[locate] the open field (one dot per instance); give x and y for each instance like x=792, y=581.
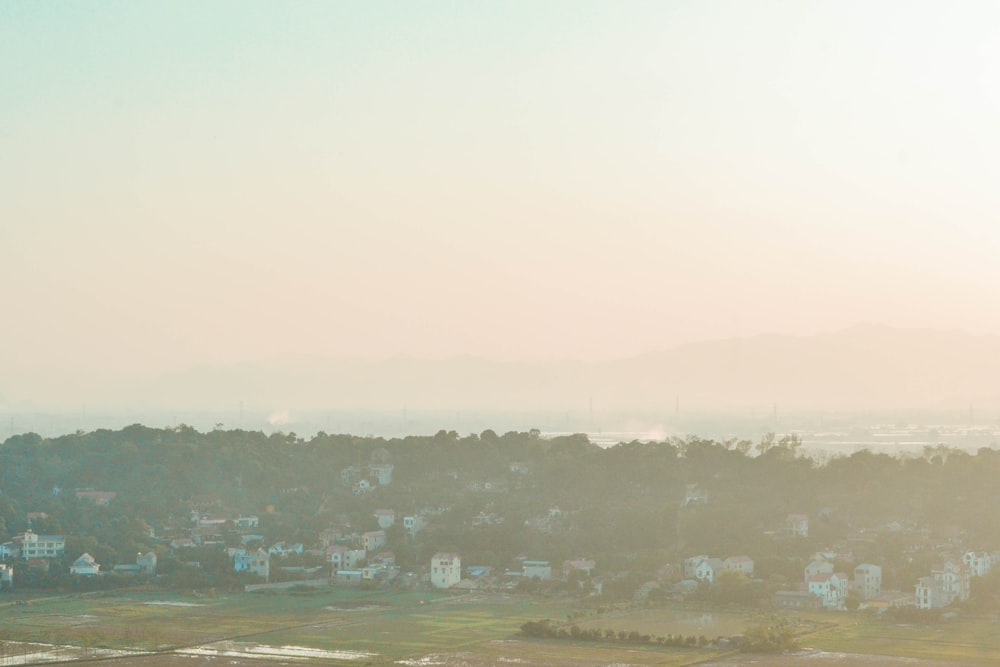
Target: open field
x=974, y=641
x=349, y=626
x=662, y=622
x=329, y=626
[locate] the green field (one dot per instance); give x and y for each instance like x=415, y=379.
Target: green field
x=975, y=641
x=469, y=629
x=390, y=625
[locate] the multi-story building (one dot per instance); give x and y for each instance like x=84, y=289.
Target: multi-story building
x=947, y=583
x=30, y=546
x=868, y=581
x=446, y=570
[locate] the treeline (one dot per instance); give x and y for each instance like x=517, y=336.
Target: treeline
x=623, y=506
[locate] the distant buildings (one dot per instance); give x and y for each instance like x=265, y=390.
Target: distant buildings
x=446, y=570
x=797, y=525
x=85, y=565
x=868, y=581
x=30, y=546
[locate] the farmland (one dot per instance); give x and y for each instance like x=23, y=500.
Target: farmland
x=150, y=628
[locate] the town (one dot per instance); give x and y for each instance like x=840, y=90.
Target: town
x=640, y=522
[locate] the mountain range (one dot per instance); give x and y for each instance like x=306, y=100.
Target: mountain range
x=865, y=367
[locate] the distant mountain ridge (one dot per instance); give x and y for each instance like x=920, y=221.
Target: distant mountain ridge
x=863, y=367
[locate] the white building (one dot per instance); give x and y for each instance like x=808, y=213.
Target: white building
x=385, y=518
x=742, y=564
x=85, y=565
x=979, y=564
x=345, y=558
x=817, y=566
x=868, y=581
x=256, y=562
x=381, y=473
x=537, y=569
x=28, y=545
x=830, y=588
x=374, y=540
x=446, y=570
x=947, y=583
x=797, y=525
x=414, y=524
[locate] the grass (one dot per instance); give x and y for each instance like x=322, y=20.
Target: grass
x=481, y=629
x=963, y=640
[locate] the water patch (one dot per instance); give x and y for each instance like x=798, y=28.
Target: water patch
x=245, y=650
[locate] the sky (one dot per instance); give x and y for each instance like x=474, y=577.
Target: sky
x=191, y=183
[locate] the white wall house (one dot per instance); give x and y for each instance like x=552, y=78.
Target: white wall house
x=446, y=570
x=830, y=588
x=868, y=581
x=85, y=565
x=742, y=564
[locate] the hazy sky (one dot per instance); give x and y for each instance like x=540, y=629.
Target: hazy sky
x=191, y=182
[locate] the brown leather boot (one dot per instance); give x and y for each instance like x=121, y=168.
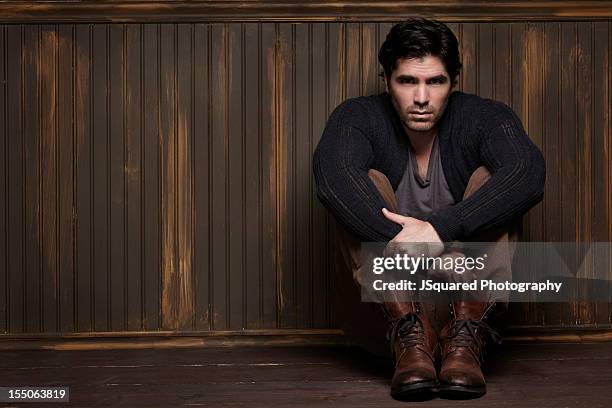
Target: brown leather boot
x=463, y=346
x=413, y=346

__________________________________________________

▶ [Exercise prompt]
Reproduce the lines above exactly, please, but not the pictures in them.

▶ [Answer space]
[locate] the open field (one dot per instance); give x and y for each instance like x=792, y=581.
Target: open field
x=974, y=641
x=349, y=626
x=662, y=622
x=329, y=626
[locate] the green field (one dot per instance); give x and y for each instance like x=415, y=379.
Target: green field
x=975, y=641
x=469, y=629
x=390, y=625
[locate] the multi-story building (one dot per instance); give x and y for each instance like x=84, y=289.
Target: multi-story building
x=947, y=583
x=30, y=546
x=868, y=581
x=446, y=570
[locate] the treeline (one dot per instance); give x and y for each instance like x=517, y=336.
Target: treeline
x=623, y=506
[locate] the distant buildings (one dot per instance); give x and y for each instance like x=265, y=390.
Target: distant buildings
x=446, y=570
x=797, y=525
x=85, y=565
x=868, y=581
x=30, y=546
[locate] the farmland (one dot per instance); give x and y for each instance like x=23, y=500.
Target: farmland
x=150, y=628
[locate] the town (one dot per instance); give x and y for each instance like x=840, y=90.
Target: town
x=640, y=522
[locate] the mountain range (one dot per instance); give x and y for each instance like x=306, y=100.
Target: mountain range
x=865, y=367
[locate] the distant mountain ridge (one dot per instance); give x and y for each instance like x=920, y=221.
Target: distant mountain ridge
x=863, y=367
[locate] the white building (one dot per instance); give x and y for each instance like x=808, y=213.
Target: white building
x=385, y=518
x=742, y=564
x=85, y=565
x=979, y=564
x=345, y=558
x=817, y=566
x=868, y=581
x=256, y=562
x=381, y=473
x=537, y=569
x=28, y=545
x=830, y=588
x=374, y=540
x=446, y=570
x=947, y=583
x=797, y=525
x=414, y=524
[locate] the grass (one dot per instance); give x and y for each instance like x=322, y=20.
Target: grass
x=481, y=629
x=963, y=640
[locate] the water patch (one dot per instance); give x and y for each instance like x=798, y=28.
Target: water patch
x=245, y=650
[locate] the sky (one dot per instance); give x and y for each instance like x=474, y=577.
Target: sky
x=191, y=183
[locate] the white wall house (one dot per instance); give x and y for each instance like x=552, y=78.
Target: white wall house
x=446, y=570
x=830, y=588
x=868, y=581
x=85, y=565
x=742, y=564
[locate] the hazy sky (one dot per instance); give x and y for each instance like x=540, y=629.
Target: hazy sky
x=191, y=182
[locate] the brown leather boot (one dot per instance); give x and y for each instance like x=121, y=168.
Target: brown leather boot
x=463, y=346
x=413, y=346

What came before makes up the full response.